+++ Records supplied +++
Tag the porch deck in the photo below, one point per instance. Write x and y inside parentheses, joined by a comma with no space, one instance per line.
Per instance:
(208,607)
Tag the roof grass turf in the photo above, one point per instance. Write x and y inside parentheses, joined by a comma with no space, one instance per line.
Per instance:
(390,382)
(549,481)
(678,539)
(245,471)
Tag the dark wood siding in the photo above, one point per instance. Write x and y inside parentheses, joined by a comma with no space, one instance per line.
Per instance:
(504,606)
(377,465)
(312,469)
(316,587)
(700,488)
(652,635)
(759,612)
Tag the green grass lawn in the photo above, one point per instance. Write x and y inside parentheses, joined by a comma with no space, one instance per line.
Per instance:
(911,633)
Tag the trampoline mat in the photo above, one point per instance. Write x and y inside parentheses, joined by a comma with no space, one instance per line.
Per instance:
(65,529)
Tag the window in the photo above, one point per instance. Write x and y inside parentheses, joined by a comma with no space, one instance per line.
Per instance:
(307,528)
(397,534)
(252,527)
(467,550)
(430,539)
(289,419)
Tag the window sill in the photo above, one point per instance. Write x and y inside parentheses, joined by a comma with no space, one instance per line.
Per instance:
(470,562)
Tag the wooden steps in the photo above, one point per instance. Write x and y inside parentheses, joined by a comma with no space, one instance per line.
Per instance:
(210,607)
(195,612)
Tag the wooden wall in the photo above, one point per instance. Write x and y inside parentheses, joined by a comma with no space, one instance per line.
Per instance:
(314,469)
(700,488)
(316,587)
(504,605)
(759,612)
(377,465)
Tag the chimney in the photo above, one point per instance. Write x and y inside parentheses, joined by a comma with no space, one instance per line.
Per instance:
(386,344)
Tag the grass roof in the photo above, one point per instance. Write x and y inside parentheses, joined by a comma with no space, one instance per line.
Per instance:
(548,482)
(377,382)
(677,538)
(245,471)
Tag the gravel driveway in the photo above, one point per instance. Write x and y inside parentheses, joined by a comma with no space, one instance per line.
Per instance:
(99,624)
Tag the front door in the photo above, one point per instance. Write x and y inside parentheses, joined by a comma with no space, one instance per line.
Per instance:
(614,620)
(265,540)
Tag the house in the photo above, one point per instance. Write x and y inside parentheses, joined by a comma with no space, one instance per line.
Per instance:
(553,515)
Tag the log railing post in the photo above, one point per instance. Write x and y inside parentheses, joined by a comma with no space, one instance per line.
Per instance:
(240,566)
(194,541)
+++
_Short exercise_:
Quote the lines of the listing above that run from the line with "Tag the front" through its last line, both included, and nothing else.

_Answer below_:
Tag the front door in the photo above, one point per instance. Write x and y inside parentheses, joined by a comma with no space, one instance per line.
Per instance:
(614,620)
(265,540)
Tag the house in the photo above, one point per instance. Write x and y inside parentheses, joined by a comma with no space, one instance per line.
Per instance:
(553,515)
Tag the log railing post in the photo above, one point per instance. Write x and y inside parentheses, joined by a comma with no space, one instance per line.
Per instance:
(240,566)
(194,541)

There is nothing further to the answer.